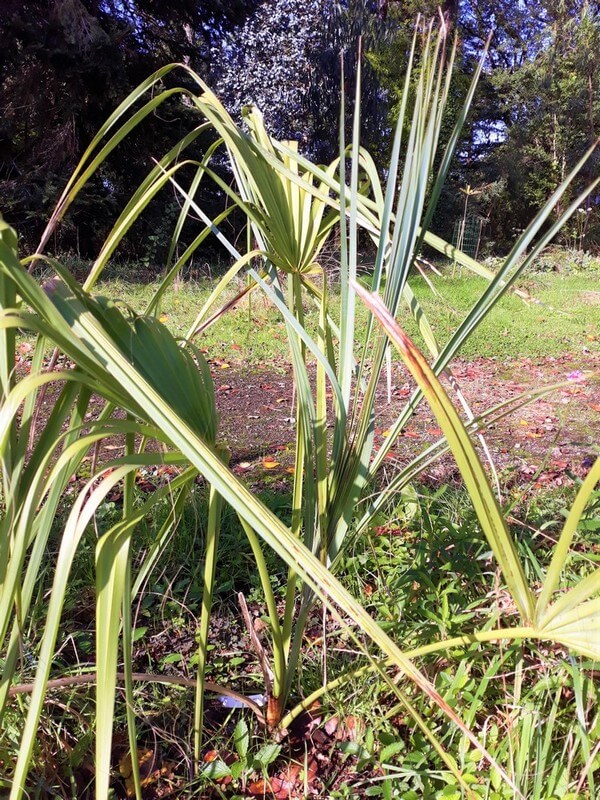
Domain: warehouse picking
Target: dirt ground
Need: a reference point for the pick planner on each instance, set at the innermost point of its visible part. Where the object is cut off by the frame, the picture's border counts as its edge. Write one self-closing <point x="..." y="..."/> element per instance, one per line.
<point x="554" y="435"/>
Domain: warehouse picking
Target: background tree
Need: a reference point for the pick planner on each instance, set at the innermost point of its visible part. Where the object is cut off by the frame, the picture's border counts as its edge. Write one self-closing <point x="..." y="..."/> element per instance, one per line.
<point x="64" y="66"/>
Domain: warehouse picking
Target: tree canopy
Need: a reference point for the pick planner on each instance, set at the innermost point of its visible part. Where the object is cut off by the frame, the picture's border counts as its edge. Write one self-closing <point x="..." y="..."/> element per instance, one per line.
<point x="65" y="65"/>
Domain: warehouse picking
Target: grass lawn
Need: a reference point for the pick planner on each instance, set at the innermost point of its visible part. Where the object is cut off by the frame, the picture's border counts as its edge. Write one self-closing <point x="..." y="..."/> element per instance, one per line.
<point x="423" y="570"/>
<point x="563" y="317"/>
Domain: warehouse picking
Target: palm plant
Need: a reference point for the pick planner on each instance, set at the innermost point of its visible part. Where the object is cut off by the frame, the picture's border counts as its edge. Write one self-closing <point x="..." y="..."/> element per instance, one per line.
<point x="135" y="365"/>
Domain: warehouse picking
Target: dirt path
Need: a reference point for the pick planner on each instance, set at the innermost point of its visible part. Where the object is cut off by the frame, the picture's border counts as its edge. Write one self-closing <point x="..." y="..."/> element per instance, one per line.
<point x="553" y="436"/>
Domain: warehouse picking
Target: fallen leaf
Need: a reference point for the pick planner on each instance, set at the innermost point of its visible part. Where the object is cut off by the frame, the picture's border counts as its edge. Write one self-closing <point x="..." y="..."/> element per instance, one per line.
<point x="270" y="463"/>
<point x="411" y="435"/>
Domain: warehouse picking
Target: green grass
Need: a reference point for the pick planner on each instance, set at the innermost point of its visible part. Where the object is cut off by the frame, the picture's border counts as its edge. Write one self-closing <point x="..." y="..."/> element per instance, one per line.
<point x="564" y="317"/>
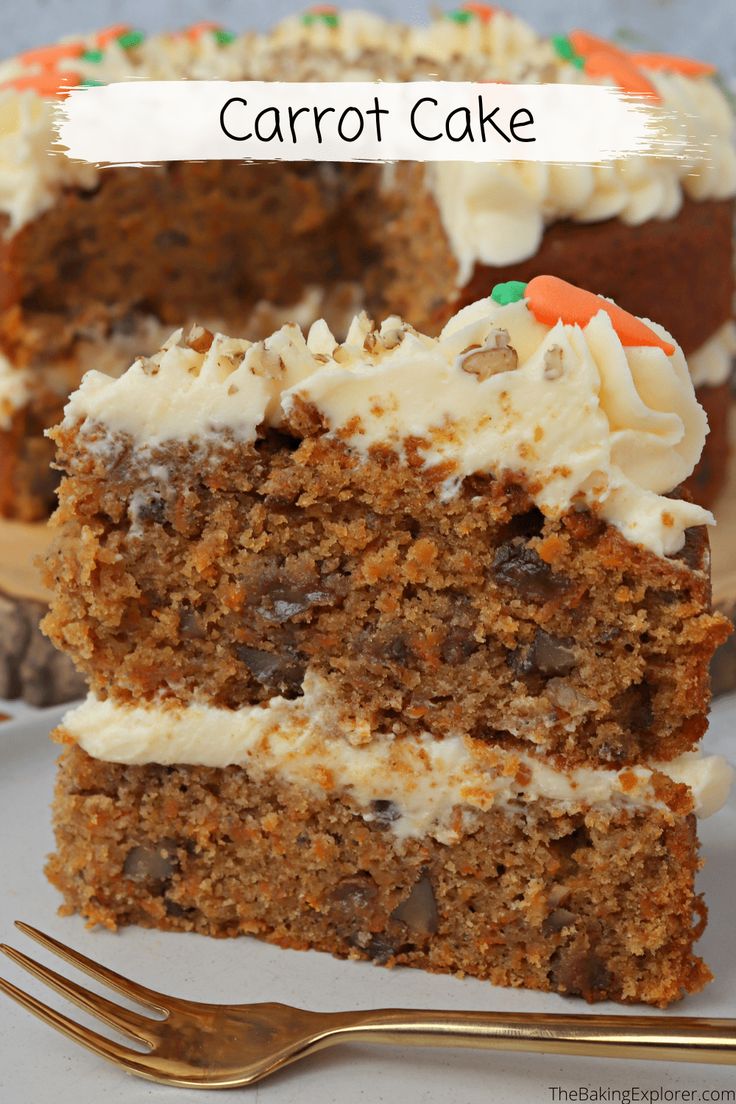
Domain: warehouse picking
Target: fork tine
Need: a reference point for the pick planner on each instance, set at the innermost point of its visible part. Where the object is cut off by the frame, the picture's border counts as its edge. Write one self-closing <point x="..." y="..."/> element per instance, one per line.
<point x="97" y="1043"/>
<point x="131" y="1023"/>
<point x="124" y="985"/>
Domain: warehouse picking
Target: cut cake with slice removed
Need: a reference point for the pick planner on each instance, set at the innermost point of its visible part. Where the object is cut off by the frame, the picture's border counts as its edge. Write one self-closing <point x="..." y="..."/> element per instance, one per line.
<point x="396" y="648"/>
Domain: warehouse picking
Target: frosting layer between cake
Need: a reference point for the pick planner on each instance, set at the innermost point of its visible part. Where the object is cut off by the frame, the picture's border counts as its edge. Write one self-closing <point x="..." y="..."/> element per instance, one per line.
<point x="493" y="214"/>
<point x="428" y="782"/>
<point x="583" y="418"/>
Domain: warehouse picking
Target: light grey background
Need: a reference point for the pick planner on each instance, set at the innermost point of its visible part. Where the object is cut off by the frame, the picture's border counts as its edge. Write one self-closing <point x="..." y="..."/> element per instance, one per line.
<point x="704" y="29"/>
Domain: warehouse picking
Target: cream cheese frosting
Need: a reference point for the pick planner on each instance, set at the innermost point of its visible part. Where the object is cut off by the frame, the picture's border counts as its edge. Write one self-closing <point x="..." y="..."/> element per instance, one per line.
<point x="585" y="421"/>
<point x="426" y="778"/>
<point x="713" y="363"/>
<point x="492" y="214"/>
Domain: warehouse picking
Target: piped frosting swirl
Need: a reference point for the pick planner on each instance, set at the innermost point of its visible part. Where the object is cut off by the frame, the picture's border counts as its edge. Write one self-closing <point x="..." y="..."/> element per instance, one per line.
<point x="580" y="415"/>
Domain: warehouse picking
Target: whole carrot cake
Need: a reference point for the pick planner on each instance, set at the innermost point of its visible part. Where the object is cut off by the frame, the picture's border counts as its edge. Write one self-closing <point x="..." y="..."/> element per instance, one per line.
<point x="397" y="647"/>
<point x="95" y="263"/>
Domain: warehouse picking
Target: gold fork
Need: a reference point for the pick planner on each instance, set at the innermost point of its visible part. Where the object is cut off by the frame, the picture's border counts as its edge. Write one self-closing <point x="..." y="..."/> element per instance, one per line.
<point x="200" y="1046"/>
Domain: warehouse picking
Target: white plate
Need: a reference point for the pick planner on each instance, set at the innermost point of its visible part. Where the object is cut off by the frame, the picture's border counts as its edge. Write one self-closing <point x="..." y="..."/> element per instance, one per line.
<point x="39" y="1065"/>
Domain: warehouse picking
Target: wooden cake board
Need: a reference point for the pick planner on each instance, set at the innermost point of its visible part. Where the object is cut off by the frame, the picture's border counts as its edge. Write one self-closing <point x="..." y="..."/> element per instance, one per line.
<point x="723" y="566"/>
<point x="31" y="668"/>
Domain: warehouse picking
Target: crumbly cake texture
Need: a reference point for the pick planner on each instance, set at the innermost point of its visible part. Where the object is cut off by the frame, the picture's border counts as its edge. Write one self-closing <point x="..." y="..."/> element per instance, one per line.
<point x="418" y="240"/>
<point x="376" y="664"/>
<point x="598" y="904"/>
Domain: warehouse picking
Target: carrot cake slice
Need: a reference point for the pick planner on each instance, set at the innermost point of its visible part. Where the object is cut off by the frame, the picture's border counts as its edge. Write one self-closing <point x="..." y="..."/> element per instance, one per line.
<point x="396" y="647"/>
<point x="93" y="262"/>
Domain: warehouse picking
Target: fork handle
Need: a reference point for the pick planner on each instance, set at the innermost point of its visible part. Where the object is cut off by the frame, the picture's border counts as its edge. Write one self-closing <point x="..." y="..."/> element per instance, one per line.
<point x="675" y="1039"/>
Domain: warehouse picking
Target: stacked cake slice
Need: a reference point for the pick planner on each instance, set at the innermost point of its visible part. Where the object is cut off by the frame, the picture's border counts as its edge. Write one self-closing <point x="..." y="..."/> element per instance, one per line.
<point x="396" y="648"/>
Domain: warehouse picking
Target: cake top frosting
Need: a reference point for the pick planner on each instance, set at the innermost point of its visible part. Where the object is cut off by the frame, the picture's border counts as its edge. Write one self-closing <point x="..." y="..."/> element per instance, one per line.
<point x="587" y="405"/>
<point x="492" y="213"/>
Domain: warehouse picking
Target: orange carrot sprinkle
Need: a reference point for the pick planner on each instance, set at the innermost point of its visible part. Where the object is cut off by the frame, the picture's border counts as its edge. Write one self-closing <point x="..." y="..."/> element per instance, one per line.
<point x="629" y="78"/>
<point x="110" y="33"/>
<point x="482" y="11"/>
<point x="670" y="63"/>
<point x="585" y="43"/>
<point x="196" y="30"/>
<point x="553" y="300"/>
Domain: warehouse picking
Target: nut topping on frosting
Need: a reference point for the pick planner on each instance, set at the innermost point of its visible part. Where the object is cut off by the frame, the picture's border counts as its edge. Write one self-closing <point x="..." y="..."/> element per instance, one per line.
<point x="586" y="404"/>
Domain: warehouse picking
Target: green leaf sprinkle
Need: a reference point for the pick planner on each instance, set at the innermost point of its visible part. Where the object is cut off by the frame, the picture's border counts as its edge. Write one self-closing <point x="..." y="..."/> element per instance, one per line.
<point x="130" y="39"/>
<point x="329" y="18"/>
<point x="511" y="292"/>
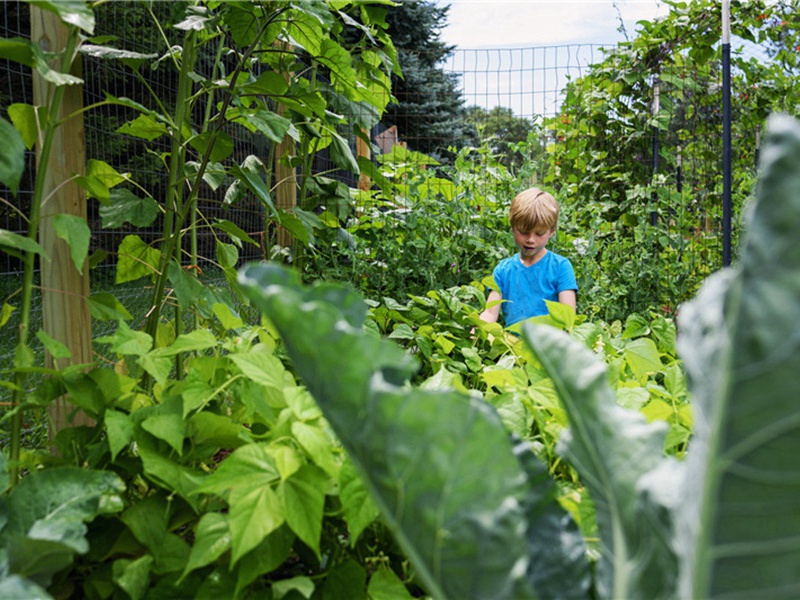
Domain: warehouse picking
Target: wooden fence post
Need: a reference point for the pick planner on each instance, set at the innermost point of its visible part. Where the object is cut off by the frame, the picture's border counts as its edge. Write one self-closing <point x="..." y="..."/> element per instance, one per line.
<point x="285" y="183"/>
<point x="363" y="150"/>
<point x="65" y="291"/>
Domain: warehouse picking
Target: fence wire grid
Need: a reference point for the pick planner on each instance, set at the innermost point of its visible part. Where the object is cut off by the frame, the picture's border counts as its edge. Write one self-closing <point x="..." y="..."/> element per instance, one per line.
<point x="530" y="81"/>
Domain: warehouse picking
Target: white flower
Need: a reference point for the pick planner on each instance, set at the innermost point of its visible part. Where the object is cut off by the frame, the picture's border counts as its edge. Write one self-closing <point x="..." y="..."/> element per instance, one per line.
<point x="581" y="245"/>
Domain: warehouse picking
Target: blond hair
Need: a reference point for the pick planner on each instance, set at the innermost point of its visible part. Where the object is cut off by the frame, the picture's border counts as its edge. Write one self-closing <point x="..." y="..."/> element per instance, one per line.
<point x="533" y="209"/>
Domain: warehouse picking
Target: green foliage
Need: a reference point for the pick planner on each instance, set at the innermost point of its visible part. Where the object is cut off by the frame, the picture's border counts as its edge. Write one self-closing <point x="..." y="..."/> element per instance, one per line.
<point x="508" y="136"/>
<point x="701" y="528"/>
<point x="425" y="226"/>
<point x="428" y="108"/>
<point x="643" y="239"/>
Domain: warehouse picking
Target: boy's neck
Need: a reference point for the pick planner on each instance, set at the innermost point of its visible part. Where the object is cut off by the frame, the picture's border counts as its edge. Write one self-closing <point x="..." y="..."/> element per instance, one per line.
<point x="532" y="260"/>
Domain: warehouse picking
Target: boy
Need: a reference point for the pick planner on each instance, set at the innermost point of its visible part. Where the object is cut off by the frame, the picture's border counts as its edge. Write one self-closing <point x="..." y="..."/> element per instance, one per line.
<point x="536" y="274"/>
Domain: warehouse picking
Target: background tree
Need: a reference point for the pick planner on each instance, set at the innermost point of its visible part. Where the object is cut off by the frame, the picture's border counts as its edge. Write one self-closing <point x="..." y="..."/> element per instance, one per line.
<point x="641" y="180"/>
<point x="429" y="108"/>
<point x="504" y="132"/>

|---|

# [Set task]
Pull out each line above that contains the word "carrot", and copy those lines in the order they appear.

# [Full output]
Target: whole carrot cake
Target: carrot cake slice
Target: orange carrot sprinkle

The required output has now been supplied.